*Reading text*.
▬▬▬▬▬▬

Tuesday, 19 March 2019

Social Housing polygons for England : generalisation from point data

A likely Addison Street candidate, Cefn Fforest, Blackwood
cc-by-sa/2.0 - © Jaggery - geograph.org.uk/p/2
John Boughton (Municipal Dreams) was recently looking for streets named after Christopher Addison a pioneer ofpost-WWI housing legislation in Britain. It was easy to find all the roads with Addison in the name from OpenStreetMap, but much less easy to spot those which were likely to be named after him rather than other Addisons.

Merseyside, NW Cheshire & SW Lancs, showing areas of social housing.
These are concave hull polygons derived from clusters of NROSH postcodes.

In order to reduce the number of roads to be searched  one would ideally have information about when the buildings were built, and whether they were built to provide social (council) housing or not. There is limited open data on the overall age of British housing stock, but no direct information on the original developer of housing. Both are things which may ultimately be of interest to add to OSM, but it will be many years before such information has any utility on a national scale. Furthermore both are hard to check on the ground: at least for the typical mapper.

It occurred to me that one national open data set, that of the National Register of Social Housing (hereafter NROSH), could be useful. This stopped being maintained in 2013, but provides addresses for millions of houses (approx 4 million in 350k postcodes) as of that time. Given that, since then, very few new homes have been added to social housing stock, and many have been removed, this can identify likely areas of social housing.

The NROSH data therefore seemed a good place to get to grips with clustering in PostGIS, particularly as I had a specific objective in mind.

Clustering NROSH Data

Normally one sees clustering as a means of reducing clutter on webmaps, but it's only relatively recently that I realised that these techniques have great potential for performing various generalisations on detailed geographic data (particularly OSM, which tends to the detail rather than the general).

NROSH data is only geocoded at the postcode level. There may be tens of addresses at an individual postcode or just one. At the outset I treated all postcodes equally ignoring the number of addresses. I was mainly concerned to aggregate them into coherent clusters. I grabbed some code from a GIS StackOverflow question & tweaked it very lightly:

SELECT row_number() over () AS id,
  ST_NumGeometries(gc),
  gc AS geom_collection,
  ST_Centroid(gc) AS centroid,
  ST_MinimumBoundingCircle(gc) AS circle,
  sqrt(ST_Area(ST_MinimumBoundingCircle(gc)) / pi()) AS radius
FROM (
  SELECT unnest(ST_ClusterWithin(geom, 100)) gc
  FROM nrosh_pc_geo
) f
To my mind ST_ClusterWithin is still rather like magic. It groups individual postcodes which are within (in the example) 100 metres of each other. It returns all the clusters in an array, so this needs to be unnested to get each cluster. It is an aggregate function so other columns can be used for clustering (for instance local authority might have been a useful one if I'd included it in the imported data).

I initially experimented with NG8 postcodes: this area of Nottingham (see my last post) has many council estates built between the early 1920s to the 1970s (see Municipal Dreams blog for details). Trying with various distances for clustering I found 150 m worked pretty well. In London, and possibly other large cities with many postcodes on a road, this was too high.

The cluster itself is a geometry collection of the original points. It is therefore trivial to calculate a hull for the collection. Fortunately these days ST_ConcaveHull does not break with target percents of less than 99%, and it produced sensible results.

▬▬▬▬▬▬

*Data segment*.

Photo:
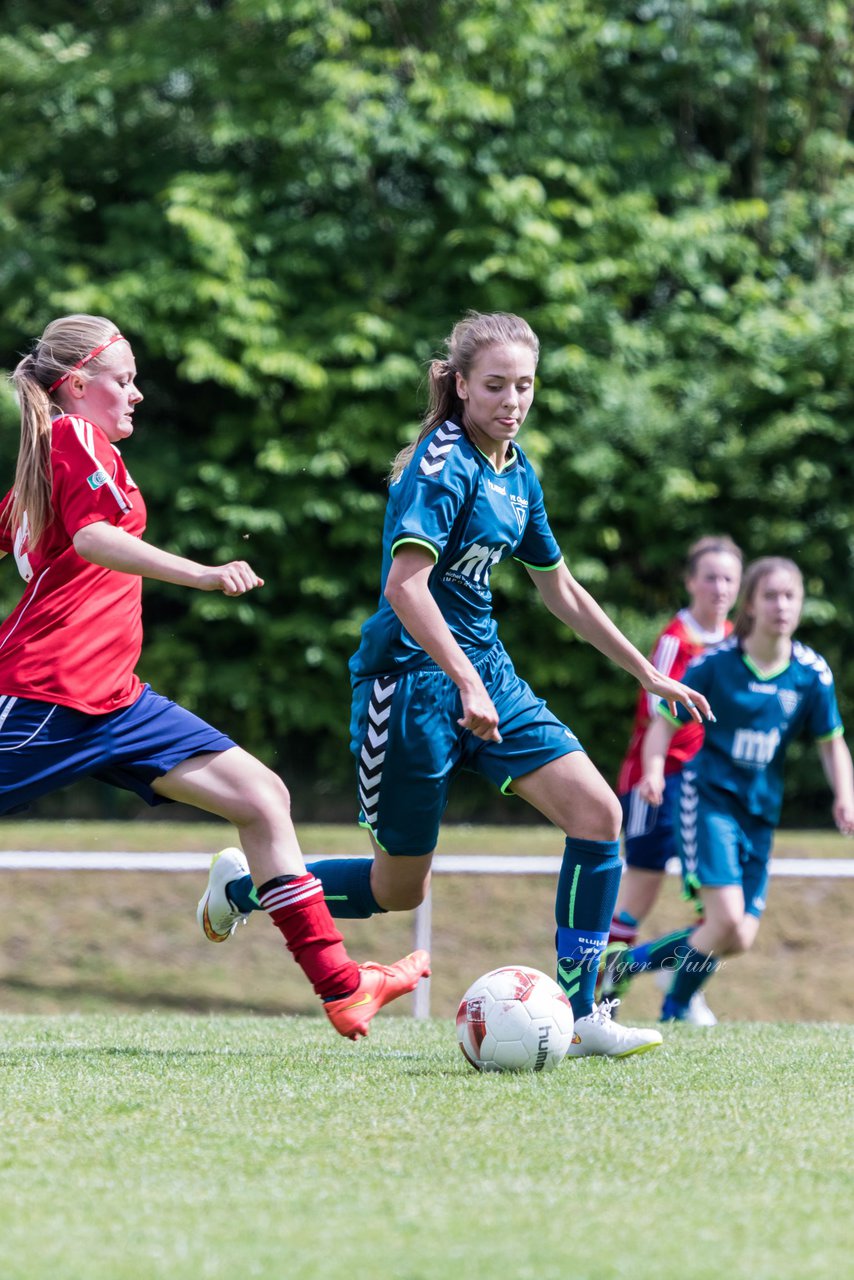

▬▬▬▬▬▬

*Exercise instructions*.
**1)** Please retype the passage of the social housing article from "Normally one sees" up to and including "than the general).".
**2)** Answer these from the social housing article:
(a) In what year did the National Register of Social Housing stop being maintained?
(b) Which PostGIS function groups individual postcodes lying within a set distance of each other?
(c) What clustering distance was found to work well for the NG8 postcodes?

*Responses in order*.
**1)**
Normally one sees clustering as a means of reducing clutter on webmaps, but it's only relatively recently that I realised that these techniques have great potential for performing various generalisations on detailed geographic data (particularly OSM, which tends to the detail rather than the general).

**2)**
(a) 2013
(b) ST_ClusterWithin
(c) 150 m